_Text passage_:
Experience has shown that the mere filing of a petition requires the authorities to carefully examine their decision and act according to law. For this reason, in many cases, the authorities change their position and provide the petitioner the relief sought, even before any hearing is held on the petition. In these cases, the petitioners dismiss their petition.
For many years, justices and registrars have ordered reimbursement of the entire fee that was paid upon opening the proceeding in the High Court (which now stands at NIS 1,629), when the petition is dismissed without a hearing, pursuant to Rule 15 of the Court Rules (Fees). The rationale of the rule is to prevent a situation in which a litigant is required to pay the fee when the judges have not done any significant work on the file, and also to encourage compromise at an early stage of the proceeding.
On 12 January 2005, Registrar Yig’al Marzel made his decision that is now under appeal. The decision states that the interpretation of the rule until now, whereby reimbursement of the entire fee, is possible, but that the proper interpretation is that, in every case, a certain amount should be deducted from the fee upon reimbursement. This amount, the decision states, is identical to the amount that is deducted in the District Court, i.e., NIS 825. The registrar believes that deduction of part of the fee being reimbursed is to cover the litigant’s share in the costs of the service provided to him or her, and to prevent the filing of frivolous actions.

_Objective A_: In the court fee passage, why has the full fee been reimbursed when a petition is dismissed without a hearing? Answer in one to three sentences.
The entries below have nothing to do with the court fee passage.

_Listed entries_:
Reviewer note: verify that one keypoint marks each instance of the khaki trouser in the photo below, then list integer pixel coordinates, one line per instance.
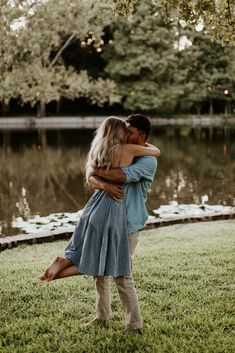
(127, 293)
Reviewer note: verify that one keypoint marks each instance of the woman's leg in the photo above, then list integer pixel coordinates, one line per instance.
(67, 272)
(57, 265)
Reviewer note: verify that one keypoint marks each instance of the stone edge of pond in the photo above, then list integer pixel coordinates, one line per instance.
(49, 236)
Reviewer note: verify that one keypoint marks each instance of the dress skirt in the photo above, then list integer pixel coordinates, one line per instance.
(99, 245)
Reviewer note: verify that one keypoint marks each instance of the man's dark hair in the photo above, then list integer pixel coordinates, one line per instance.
(140, 122)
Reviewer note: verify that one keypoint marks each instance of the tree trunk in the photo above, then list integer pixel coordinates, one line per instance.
(211, 107)
(199, 108)
(4, 108)
(6, 141)
(58, 107)
(42, 107)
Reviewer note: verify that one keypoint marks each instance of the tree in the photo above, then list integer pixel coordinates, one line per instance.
(218, 16)
(33, 37)
(210, 76)
(143, 60)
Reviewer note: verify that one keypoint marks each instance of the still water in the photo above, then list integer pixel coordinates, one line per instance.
(43, 172)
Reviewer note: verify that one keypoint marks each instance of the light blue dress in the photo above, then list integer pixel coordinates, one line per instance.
(99, 245)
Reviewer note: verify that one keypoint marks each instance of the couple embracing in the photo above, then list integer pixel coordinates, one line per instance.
(121, 166)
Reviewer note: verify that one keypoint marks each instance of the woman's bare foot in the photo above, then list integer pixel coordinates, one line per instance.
(57, 265)
(67, 272)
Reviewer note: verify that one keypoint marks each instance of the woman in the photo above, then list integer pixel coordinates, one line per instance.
(99, 245)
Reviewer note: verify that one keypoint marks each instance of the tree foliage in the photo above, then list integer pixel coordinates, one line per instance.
(34, 34)
(163, 66)
(218, 16)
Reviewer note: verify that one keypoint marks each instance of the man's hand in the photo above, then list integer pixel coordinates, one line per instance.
(113, 190)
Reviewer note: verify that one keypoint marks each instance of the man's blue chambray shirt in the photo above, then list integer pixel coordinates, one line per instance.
(139, 177)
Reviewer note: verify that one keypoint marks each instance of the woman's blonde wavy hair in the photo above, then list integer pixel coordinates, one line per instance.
(111, 133)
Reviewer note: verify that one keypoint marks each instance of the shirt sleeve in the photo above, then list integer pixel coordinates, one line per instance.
(142, 168)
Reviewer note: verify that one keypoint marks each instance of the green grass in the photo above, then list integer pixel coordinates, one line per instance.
(185, 275)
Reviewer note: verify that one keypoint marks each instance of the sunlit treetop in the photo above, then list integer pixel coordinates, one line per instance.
(218, 16)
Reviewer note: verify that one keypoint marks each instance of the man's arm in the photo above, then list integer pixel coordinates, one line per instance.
(144, 167)
(113, 190)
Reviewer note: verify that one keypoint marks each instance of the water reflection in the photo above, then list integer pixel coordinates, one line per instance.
(197, 166)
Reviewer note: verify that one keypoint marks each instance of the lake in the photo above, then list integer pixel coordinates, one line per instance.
(42, 172)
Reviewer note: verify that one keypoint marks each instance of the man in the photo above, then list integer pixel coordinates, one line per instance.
(138, 178)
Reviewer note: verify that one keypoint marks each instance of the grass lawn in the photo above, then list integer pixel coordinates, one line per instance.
(185, 275)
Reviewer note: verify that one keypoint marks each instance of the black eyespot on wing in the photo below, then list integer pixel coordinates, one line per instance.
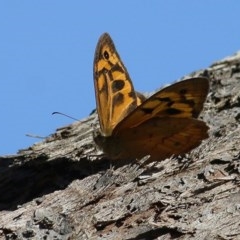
(106, 55)
(118, 99)
(117, 85)
(166, 100)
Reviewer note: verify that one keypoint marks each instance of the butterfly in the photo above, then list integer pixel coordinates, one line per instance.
(132, 126)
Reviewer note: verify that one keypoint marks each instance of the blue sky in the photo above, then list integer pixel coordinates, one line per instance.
(47, 49)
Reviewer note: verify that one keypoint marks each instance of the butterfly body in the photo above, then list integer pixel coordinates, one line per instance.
(131, 126)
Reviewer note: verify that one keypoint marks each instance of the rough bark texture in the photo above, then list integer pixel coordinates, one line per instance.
(63, 188)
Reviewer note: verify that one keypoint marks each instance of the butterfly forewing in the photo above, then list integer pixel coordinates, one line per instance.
(184, 99)
(115, 95)
(131, 126)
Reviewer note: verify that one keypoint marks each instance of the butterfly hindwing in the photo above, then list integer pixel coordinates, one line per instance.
(183, 99)
(131, 125)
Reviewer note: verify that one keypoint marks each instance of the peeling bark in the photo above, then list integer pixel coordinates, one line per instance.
(64, 188)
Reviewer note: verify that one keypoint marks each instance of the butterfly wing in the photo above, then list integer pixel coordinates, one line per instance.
(158, 137)
(115, 95)
(183, 99)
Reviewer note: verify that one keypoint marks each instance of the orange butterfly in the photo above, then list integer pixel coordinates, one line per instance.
(131, 126)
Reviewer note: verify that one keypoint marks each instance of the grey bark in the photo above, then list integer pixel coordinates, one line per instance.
(64, 188)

_Objective B_: Please put the part of the entries that runs from the line containing "of the peeling" through the end of the entries into a Markdown table with the columns Number and Line, giving each line a row number and leaving out blank lines.

_Full solution A_: The full fee has been reimbursed so that a litigant is not required to pay when the judges have done no significant work on the file. It is also meant to encourage compromise at an early stage of the proceeding.

_Full solution B_:
| Number | Line |
|---|---|
| 1 | Reviewer note: verify that one keypoint marks each instance of the peeling bark in the photo above, then list integer pixel coordinates, one line per instance. |
| 2 | (64, 188) |
| 3 | Reviewer note: verify that one keypoint marks each instance of the butterfly wing in the photo above, then list integer pixel coordinates, one line per instance. |
| 4 | (158, 137) |
| 5 | (115, 95) |
| 6 | (183, 99) |
| 7 | Reviewer note: verify that one keypoint marks each instance of the orange butterfly in the photo above, then list integer pixel coordinates, one line per instance. |
| 8 | (131, 126) |
| 9 | Reviewer note: verify that one keypoint marks each instance of the grey bark in the photo above, then list integer pixel coordinates, one line per instance. |
| 10 | (64, 188) |